_What is being asked_
Every record here should be printed again exactly.

Detection annotation records:

□ □ □ □ □ □ □

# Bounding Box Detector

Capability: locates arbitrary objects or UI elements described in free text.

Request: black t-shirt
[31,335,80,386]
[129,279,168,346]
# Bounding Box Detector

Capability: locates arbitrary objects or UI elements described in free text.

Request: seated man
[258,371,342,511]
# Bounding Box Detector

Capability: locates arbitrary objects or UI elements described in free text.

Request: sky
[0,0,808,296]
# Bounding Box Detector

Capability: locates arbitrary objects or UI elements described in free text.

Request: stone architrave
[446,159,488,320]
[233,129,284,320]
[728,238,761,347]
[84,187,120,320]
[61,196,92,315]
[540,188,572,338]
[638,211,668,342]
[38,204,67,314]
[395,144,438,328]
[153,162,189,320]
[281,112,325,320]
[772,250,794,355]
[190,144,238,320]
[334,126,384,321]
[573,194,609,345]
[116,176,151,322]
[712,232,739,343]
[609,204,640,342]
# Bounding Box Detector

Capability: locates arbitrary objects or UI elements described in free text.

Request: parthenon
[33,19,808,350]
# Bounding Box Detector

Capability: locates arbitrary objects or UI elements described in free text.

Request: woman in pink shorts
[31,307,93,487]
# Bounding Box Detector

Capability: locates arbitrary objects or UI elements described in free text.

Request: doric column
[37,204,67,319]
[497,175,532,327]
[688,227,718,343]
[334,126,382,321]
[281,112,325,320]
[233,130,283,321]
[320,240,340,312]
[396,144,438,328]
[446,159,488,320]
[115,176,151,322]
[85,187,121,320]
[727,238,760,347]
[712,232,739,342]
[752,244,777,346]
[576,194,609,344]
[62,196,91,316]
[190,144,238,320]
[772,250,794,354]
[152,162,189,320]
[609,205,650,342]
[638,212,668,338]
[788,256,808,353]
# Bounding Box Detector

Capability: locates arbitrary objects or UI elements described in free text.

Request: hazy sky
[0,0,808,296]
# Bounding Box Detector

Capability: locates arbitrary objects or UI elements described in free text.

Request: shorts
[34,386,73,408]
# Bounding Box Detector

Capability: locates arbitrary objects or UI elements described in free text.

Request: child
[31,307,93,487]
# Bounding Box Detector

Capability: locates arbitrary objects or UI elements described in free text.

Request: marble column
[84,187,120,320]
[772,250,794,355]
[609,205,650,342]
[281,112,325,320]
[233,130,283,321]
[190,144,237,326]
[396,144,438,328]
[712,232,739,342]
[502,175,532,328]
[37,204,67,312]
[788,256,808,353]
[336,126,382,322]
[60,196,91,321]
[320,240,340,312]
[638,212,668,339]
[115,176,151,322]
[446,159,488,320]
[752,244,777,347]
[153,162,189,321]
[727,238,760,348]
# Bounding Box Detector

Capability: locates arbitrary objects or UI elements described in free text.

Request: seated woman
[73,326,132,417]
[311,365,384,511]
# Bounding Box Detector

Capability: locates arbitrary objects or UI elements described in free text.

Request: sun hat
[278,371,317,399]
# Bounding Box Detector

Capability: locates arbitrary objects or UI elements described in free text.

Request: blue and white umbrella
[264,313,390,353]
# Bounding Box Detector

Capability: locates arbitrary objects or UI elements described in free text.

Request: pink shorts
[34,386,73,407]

□ □ □ □ □ □ □

_In response_
# Bounding Box Detector

Capability: locates arbitrary objects or UI elements described in free text.

Request: black t-shirt
[31,335,80,386]
[129,279,168,346]
# Bounding Box Detector

Capability: locates arbitrary objects or UI elements described in free text.

Request: seated man
[258,371,342,511]
# Bounding Box Detector

Capability: locates arbitrary objects or UI elements described in free text.

Request: sky
[0,0,808,296]
# Bounding Box Detector

Capability: locates arbitrary objects or UI elements described in free text.

Request: stone architrave
[446,159,488,320]
[233,129,284,320]
[728,238,761,347]
[84,187,120,320]
[61,196,92,315]
[540,188,572,338]
[638,211,668,342]
[38,204,67,314]
[395,144,438,328]
[153,162,189,320]
[281,112,325,320]
[772,250,794,355]
[190,144,238,320]
[334,126,384,321]
[573,194,609,345]
[116,176,151,322]
[712,232,739,343]
[609,204,640,342]
# Bounding Box Detector

Capability: locates arbitrary objects or UI elements described in free text.

Request: parthenon
[33,19,808,350]
# Bounding Box Detector

Capability: locates arbitrary objects or UI elements described in free text.

Request: woman in pink shorts
[31,307,93,487]
# Bounding Box Detector

Capability: locates arbitrary objects or UI elements described in free text.

Request: doric column
[37,204,67,319]
[497,175,532,327]
[688,227,718,343]
[334,126,382,321]
[281,112,325,320]
[233,130,283,321]
[320,240,340,312]
[396,144,438,328]
[446,159,488,320]
[115,176,151,322]
[85,187,121,320]
[727,238,760,347]
[712,232,739,342]
[752,244,777,346]
[576,194,609,344]
[62,196,91,316]
[190,144,238,320]
[772,250,794,354]
[152,162,189,320]
[609,205,650,342]
[638,212,668,338]
[788,256,808,353]
# Bounding Box Detector

Capability: locates arbitrary objects or UI elements described in free text.

Request: hazy sky
[0,0,808,296]
# Bounding Box Detector

Capability: locates arbitrary objects or UI elements described in free text.

Request: shorts
[34,386,73,408]
# Bounding Box Detector

Capability: locates arbitrary objects or UI elements described in free text.

Request: child
[31,307,93,487]
# Bounding Box Detector

Capability: locates arbitrary objects or UI elements described in free text.

Request: marble column
[84,187,120,320]
[772,250,794,355]
[609,205,650,342]
[281,112,325,320]
[233,130,283,321]
[190,144,237,326]
[396,144,438,328]
[712,232,739,342]
[502,175,532,328]
[37,204,67,312]
[788,256,808,353]
[336,126,382,322]
[60,196,91,321]
[320,240,340,312]
[638,212,668,339]
[115,176,151,322]
[446,159,488,320]
[752,244,777,347]
[153,162,189,321]
[727,238,760,348]
# Bounding Box Detector

Capability: locates arbitrary objects or UI elements described in free text.

Request: seated woman
[73,326,132,417]
[311,365,384,511]
# Bounding Box Detector

Capability: locates arbitrary objects or UI elements described in free text.

Request: sun hat
[278,371,317,399]
# Bounding Box Detector

Capability: locates arbitrary objects or UI elements described in free text.

Request: blue and white umbrella
[264,313,390,353]
# Bounding Box Detector

Capability: locates arbitrary objects or UI elements described in free text.

Request: pink shorts
[34,386,73,407]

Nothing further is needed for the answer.